══ Selected extract

Every now and then you read something and you're like, darn it, I wish I'd written that.
But I read this thing in the Atlantic about how this is giving a lot of conservative students
some real considerable advantages.
And so I think the student chapter, I'm much, student chapters I'm less worried about.
I'm much more worried about some of the adult chapters,
students or adults too, geezer chapters,
where it's a lot more about networking,
which is fun and fine and great,
and I'm all for networking.
I don't, you know, my classes heard, you know,
bowling alone, don't bowl alone, network, right?
And so I'm all for networking,
but when it becomes networking,
when it becomes so intimately related
to career advancement, there are less guardrails
against sliding off into the pure careerism.
This, if you talk to core Federalist Society members,
the great shame when they will turn their eyes down
to the ground is when you mention the fact
that the attendance at the National Convention goes up when a Republican has the White House.
Mm-hmm. Because that means those are fair weather fed
soccer's. Yep.
And... Networkers.
They're networkers. And so I think that it would be a real pride for the Federalist Society if the attendance
at the National Convention was always the same.
Okay, next question.
Advisory opinions listener right there.
I see her, yes.
Oh, hi, I'm one of David's students and a dispatch intern.
But I have a question.
So given the rift that's growing
between the Federalist Society
and the MAGA law movement, do you
see a scenario in a second Trump presidency
where it's the Federalist Society judges standing
athwart the MAGA law initiatives, where the left could
give the court more legitimacy
or help the image of the court on the left
in the kind of strange new respect vein
of Liz Cheney, for example.
And do you think it matters?
Look at what's being written
about Amy Coney Barrett right now.
So yes, I think it's possible.
No, I've already said that I think a lot of that's
actually mistaken.
That if you look statistically, Amy Coney Barrett is in dissent the same as she
ever was, not that we have a whole lot of terms to go by.

════
══ Stored records

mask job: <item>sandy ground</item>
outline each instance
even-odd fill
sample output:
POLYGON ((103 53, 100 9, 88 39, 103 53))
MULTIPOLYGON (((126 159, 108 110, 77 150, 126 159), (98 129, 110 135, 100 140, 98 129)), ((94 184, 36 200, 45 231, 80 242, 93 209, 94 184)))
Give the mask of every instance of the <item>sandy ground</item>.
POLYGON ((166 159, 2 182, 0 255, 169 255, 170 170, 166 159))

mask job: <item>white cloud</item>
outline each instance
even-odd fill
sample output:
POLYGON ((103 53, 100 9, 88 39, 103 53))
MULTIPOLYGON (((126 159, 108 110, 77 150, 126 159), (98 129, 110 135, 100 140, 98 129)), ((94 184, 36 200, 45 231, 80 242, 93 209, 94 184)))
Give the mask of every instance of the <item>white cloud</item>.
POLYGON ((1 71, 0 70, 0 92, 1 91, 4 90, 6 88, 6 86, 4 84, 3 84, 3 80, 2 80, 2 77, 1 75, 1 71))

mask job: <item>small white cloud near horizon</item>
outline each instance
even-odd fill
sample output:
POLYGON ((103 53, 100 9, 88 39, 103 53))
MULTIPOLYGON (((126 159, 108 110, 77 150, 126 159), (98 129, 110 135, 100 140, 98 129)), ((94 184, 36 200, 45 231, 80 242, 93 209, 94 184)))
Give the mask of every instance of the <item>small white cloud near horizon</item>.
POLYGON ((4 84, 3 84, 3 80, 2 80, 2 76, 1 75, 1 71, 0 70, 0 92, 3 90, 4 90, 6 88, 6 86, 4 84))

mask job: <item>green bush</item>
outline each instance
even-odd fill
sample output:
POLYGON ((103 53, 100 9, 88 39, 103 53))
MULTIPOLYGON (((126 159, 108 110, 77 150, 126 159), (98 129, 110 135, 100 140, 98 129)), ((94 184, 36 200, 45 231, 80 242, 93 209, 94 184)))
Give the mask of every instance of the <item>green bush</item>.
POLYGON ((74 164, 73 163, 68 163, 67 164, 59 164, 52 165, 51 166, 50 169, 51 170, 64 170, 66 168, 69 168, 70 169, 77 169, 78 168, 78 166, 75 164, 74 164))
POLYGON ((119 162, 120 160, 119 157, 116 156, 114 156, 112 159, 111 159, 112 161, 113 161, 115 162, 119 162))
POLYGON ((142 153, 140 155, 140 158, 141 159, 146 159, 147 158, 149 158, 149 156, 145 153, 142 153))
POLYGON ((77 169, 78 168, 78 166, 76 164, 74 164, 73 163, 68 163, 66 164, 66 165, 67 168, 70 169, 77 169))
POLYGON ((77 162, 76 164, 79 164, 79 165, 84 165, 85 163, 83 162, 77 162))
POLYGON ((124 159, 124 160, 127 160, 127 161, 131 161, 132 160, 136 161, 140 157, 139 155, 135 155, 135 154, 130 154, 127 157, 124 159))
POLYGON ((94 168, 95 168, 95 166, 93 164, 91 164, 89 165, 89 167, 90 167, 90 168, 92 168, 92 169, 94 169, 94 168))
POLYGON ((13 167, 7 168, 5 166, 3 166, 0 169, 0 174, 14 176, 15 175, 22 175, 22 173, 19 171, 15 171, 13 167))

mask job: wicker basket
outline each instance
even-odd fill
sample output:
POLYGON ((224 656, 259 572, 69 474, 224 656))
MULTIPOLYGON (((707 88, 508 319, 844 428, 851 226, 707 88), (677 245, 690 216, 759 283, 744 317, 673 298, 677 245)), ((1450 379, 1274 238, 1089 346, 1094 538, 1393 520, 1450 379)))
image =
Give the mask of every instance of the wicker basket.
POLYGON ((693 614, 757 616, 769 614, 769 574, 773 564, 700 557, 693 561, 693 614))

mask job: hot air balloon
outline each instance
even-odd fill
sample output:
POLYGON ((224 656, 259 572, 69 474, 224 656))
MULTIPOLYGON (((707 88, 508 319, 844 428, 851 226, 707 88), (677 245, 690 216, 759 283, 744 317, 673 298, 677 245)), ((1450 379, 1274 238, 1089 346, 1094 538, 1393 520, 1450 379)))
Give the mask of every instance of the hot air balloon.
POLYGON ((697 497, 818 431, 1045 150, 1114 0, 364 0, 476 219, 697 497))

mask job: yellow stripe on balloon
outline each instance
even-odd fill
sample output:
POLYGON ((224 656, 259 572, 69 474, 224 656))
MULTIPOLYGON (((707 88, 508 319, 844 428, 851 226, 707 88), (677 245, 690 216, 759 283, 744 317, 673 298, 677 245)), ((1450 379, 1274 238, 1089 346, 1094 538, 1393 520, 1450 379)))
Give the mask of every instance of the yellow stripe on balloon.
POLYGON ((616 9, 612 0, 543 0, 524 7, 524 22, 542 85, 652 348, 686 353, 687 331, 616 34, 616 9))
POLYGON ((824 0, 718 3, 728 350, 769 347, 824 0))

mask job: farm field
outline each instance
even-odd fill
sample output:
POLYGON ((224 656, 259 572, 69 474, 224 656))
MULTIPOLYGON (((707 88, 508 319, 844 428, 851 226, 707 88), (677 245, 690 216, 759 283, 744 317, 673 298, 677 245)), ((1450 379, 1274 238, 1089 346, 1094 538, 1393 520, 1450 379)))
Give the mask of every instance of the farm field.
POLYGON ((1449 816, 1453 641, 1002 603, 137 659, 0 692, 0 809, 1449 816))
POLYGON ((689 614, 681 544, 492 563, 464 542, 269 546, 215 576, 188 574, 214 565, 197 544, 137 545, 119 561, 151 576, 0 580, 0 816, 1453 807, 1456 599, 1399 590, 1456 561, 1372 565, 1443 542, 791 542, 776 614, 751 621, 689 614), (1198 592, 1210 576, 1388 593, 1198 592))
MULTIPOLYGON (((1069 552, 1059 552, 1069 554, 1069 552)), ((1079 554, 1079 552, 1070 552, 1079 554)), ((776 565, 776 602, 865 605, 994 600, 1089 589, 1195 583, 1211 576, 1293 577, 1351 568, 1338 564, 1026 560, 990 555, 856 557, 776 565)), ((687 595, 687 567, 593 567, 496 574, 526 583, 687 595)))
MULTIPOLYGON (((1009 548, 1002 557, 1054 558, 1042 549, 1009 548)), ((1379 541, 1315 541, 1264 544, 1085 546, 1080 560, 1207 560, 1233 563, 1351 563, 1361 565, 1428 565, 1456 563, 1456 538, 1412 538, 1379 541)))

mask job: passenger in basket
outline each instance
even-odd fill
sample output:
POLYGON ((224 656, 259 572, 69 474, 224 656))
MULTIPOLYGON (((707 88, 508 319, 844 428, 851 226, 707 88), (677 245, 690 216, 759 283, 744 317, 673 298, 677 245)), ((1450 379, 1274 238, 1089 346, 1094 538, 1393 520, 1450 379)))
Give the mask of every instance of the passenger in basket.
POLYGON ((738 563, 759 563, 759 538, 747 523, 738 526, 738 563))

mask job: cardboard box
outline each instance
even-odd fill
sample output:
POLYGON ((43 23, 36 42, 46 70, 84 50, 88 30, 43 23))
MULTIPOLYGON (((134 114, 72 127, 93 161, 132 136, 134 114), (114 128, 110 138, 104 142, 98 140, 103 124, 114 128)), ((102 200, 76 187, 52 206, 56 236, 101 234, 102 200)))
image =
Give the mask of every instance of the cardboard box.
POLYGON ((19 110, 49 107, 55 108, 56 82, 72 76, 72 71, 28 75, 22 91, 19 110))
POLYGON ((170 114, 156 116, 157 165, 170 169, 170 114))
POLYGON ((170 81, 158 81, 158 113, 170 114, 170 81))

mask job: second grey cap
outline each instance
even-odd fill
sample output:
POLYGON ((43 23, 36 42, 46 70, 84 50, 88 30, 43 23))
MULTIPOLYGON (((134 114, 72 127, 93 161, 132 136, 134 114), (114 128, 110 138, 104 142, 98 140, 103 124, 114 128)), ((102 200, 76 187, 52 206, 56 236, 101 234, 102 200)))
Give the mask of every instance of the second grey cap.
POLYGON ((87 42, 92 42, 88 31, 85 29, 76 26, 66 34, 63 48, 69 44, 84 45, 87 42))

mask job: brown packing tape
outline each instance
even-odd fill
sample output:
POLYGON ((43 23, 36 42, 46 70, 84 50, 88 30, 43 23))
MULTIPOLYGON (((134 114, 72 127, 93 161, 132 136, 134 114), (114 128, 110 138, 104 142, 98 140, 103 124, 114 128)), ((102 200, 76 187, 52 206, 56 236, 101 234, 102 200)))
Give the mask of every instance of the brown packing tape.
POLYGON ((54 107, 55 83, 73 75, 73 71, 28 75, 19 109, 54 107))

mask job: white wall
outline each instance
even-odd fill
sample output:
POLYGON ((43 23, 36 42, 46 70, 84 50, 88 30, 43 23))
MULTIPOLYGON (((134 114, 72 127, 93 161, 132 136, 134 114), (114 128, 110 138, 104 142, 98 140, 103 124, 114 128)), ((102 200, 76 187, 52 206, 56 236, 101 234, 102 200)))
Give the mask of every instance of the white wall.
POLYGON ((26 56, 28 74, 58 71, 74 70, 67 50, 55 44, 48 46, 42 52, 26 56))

════

## [Given problem]
Transcribe everything in the Federalist Society transcript from "This, if you" down to "see her, yes.". The entries play no part here and can be left aside.

## [Reply]
This, if you talk to core Federalist Society members,
the great shame when they will turn their eyes down
to the ground is when you mention the fact
that the attendance at the National Convention goes up when a Republican has the White House.
Mm-hmm. Because that means those are fair weather fed
soccer's. Yep.
And... Networkers.
They're networkers. And so I think that it would be a real pride for the Federalist Society if the attendance
at the National Convention was always the same.
Okay, next question.
Advisory opinions listener right there.
I see her, yes.